> [EXCERPT PROVIDED]:
========

Skip to main content

Out-of-Order Event Processing

  • Out-of-order event processing occurs when events are processed in a different order than they were generated.

Example:

Generated: E1 → E2 → E3
Processed: E2 → E1 → E3

Why It Happens

  1. Network delays
  2. Parallel processing
  3. Partitioning across systems
  4. Retries and failures
  5. Clock skew
    1. diff time readings between machines

Where It Matters

  • Financial systems
  • Inventory systems
  • Event-driven architectures
  • Real-time analytics

Handling Strategies (Deep Dive)


1. Buffering + Reordering

  • Hold events temporarily, sort by timestamp, then process.

Working

  • Maintain buffer (priority queue / min-heap)
  • Track max_seen_timestamp
  • Define allowed lateness

Process condition:

event.timestamp <= max_seen_timestamp - allowed_lateness

Edge Cases

  • Infinite waiting → use bounded lateness
  • Memory growth → limit buffer or spill to disk

Trade-offs

  • High accuracy
  • Increased latency
  • High memory usage

Use Cases

  • Analytics pipelines
  • Log processing

2. Watermarks

  • A watermark represents a point in time after which no older events are expected.
  • kind of a version of buffer with hard limit

Working

If watermark = T:

Process all events where timestamp <= T

Late events:

  • Dropped
  • Sent to side output
  • Handled separately

Types

  • Fixed watermark: max_seen_timestamp - delay
  • Heuristic watermark
  • Punctuated watermark

Trade-offs

  • Controlled latency
  • Configurable accuracy
  • Medium complexity

Use Cases

  • Windowed aggregations
  • Streaming systems

3. Idempotency

  • Ensure processing an event multiple times does not change the result.

Working

  • Assign unique event_id
  • Maintain processed_events store
if event_id already processed → skip

Patterns

  • Deduplication store (Redis/DB)
  • Upserts
  • Idempotent writes (set absolute state)

Limitation

Does NOT solve ordering issues.

Trade-offs

  • Simple
  • Extra storage required

Use Cases

  • Payments
  • APIs

4. Versioning / Sequence Numbers

  • Each event has a monotonically increasing version.

Working

Maintain current_version:

if incoming_version > current_version → apply
else → ignore

DB Pattern

UPDATE table
SET value = X, version = v
WHERE version < v

Edge Cases

  • Missing events may be skipped forever

Trade-offs

  • High correctness
  • Possible data loss

Use Cases

  • Profile updates
  • State sync

5. State Reconciliation (Event Sourcing)

========

> [DATA BLOCK]:
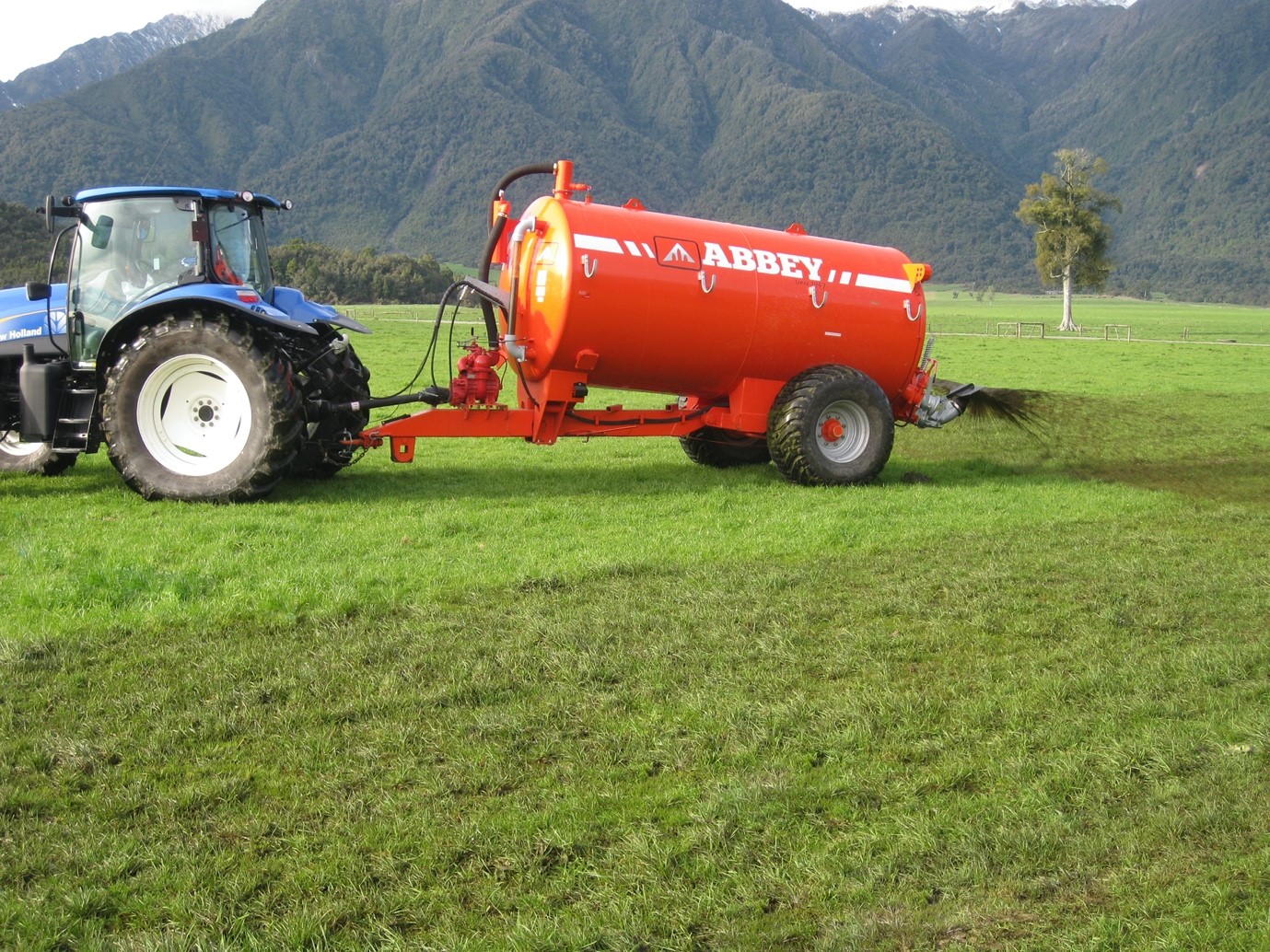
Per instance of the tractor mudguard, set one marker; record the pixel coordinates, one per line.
(301, 308)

========

> [WHAT IS EXPECTED]: List every cause that the page on out-of-order event processing gives under "Why It Happens".

> [ANSWER TO THE TASK]:
- Network delays
- Parallel processing
- Partitioning across systems
- Retries and failures
- Clock skew